• **REQUIRED WORK**
Say how many lines in the records hold "Provide". Nothing but the number should be given.

[[ SUPPLIED DATA open ]]

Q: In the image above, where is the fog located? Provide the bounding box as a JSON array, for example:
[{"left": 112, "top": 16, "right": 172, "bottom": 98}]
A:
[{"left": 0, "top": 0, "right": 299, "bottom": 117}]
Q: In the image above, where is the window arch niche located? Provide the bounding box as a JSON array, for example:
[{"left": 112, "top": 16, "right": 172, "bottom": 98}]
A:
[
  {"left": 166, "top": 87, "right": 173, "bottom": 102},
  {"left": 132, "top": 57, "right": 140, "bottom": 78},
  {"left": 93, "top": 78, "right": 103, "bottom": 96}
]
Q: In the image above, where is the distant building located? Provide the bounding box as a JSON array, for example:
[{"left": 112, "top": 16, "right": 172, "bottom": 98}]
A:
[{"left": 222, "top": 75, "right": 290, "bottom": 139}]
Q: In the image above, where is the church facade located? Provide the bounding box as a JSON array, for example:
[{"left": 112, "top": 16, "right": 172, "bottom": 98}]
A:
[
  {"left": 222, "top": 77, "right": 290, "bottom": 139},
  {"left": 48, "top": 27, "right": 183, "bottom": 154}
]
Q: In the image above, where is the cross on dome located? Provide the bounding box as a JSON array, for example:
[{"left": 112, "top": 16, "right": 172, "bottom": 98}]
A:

[[ SUPPLIED DATA closed ]]

• **RESULT FOR THIS TASK**
5